RECORDS FOR THE EXERCISE
------------------------------------

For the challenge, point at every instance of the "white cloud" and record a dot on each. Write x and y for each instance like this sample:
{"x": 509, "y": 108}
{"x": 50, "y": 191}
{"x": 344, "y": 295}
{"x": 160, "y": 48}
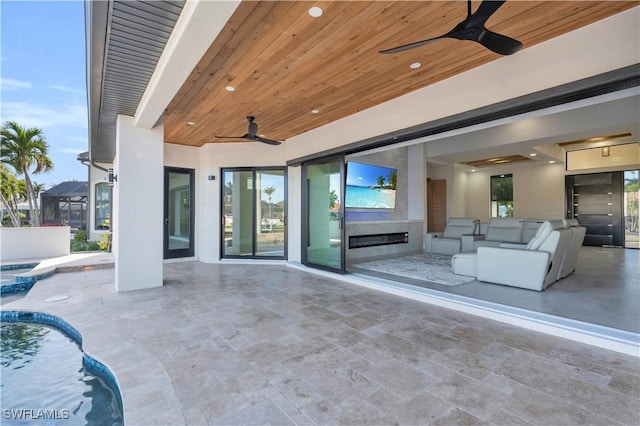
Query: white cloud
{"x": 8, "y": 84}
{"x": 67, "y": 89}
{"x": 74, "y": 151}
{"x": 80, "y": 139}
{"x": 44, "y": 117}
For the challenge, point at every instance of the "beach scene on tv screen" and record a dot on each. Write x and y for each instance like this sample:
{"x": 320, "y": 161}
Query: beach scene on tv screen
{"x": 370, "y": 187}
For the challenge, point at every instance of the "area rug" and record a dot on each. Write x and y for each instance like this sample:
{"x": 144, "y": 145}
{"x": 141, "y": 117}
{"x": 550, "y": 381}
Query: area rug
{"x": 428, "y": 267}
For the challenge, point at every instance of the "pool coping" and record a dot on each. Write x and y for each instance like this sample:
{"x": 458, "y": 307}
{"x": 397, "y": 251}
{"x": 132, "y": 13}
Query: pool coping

------------------------------------

Locate every line in the rows above that contains the string "cloud" and copy each of those lines in full.

For the challenge, point at every instance of the "white cloud" and record a dot on each. Write x and y for each instance like this sample:
Query: white cloud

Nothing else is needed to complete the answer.